═════ Text to read
August 17, 2005


A US CEO makes a bid to run Haiti: A Haitian-American Wednesday said he will run for president. (Danna Harman, 8/18/05, The Christian Science Monitor)

Dumarsais Siméus, the most successful Haitian-American businessman in the US today, is going home to run for president of Haiti.

"I wanted my fellow native sons and daughters of the Artibonite Valley to hear it from me first.... I am a candidate for president of Haiti," Mr. Siméus, the son of illiterate peasants, announced Wednesday in his rural hometown of Pont-Sondé. "Today marks the start of a new beginning for our country ... in a time of crisis."

After months of speculation, the CEO of one of the largest black-owned businesses in the US told supporters he will start campaigning for the November election, the first since Jean-Bertrand Aristide was ousted following a violent rebellion in February 2004.

"What a contender!" says James Morrell, director of the Haiti Democracy Project in Washington. "Here is the richest and most successful Haitian around - running to lead a country where nothing works. This has to look awfully good. Here is evidence of someone who can get things done."

But the hurdles ahead are many.

Working awfully well here.

Posted by Orrin Judd at August 17, 2005 10:15 PM

I've heard that Haitians do very well here in the US. Amazing they don't seem to suffer from the racism home grown Blacks complain about.

Ya think their capacity for working hard is the reason for their success?

Posted by: erp at August 18, 2005 9:58 AM

Haiti's chronic and unique difficulty with social, political, and economic order is well documented. People in the place suffer greatly, and it is no wonder they want out and do well once out. Perhaps that difficulty has something to do with its chronic and unique practice of devil worship.
══════════
═════ Recorded data
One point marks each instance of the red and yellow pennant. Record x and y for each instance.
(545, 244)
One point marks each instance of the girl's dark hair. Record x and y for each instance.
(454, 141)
══════════
● Direction 1: Give every person's full name that appears in the Haiti post above.
● Direction 2: According to the Haiti post, in what town did Siméus announce that he was running for president?
● Direction 3: Pick up the Haiti post after its last sentence and write what comes next.

● Expected output 1: Danna Harman, Dumarsais Siméus, Jean-Bertrand Aristide, James Morrell, Orrin Judd

● Expected output 2: He announced it in his rural hometown of Pont-Sondé.

● Expected output 3:
Posted by: Luciferous at August 18, 2005 10:11 AM

What Haiti needs is a benevolent dictator, someone strong enough to impose order and end corruption, but manages the economy in a way that enriches the poor and builds a middle class while strengthening civil institutions that will supplant him.

It's very hard to find people able to do that. Alberto Fujimora did, but succumbed to the temptations of power at the end which threatened to undo all he had accomplished in Peru.

Posted by: Chris Durnell at August 18, 2005 12:33 PM

A friend did some charity work in Haiti and says that one of the nation's biggest problems is that it is essentially built upon a giant pile of dirt - that the land itself is useless for any economic or agricultural purposes. He says that crossing the border into the Dominican Republic one can see a striking difference in the ecology. He is superstitious and thinks the land is cursed because of the Haitian's devil worship but I suspect it has more to do with improper stewardship of natural resources. Oh no! I sound like Jared Diamond!

Posted by: Shelton at August 18, 2005 1:05 PM

It's the ganjee.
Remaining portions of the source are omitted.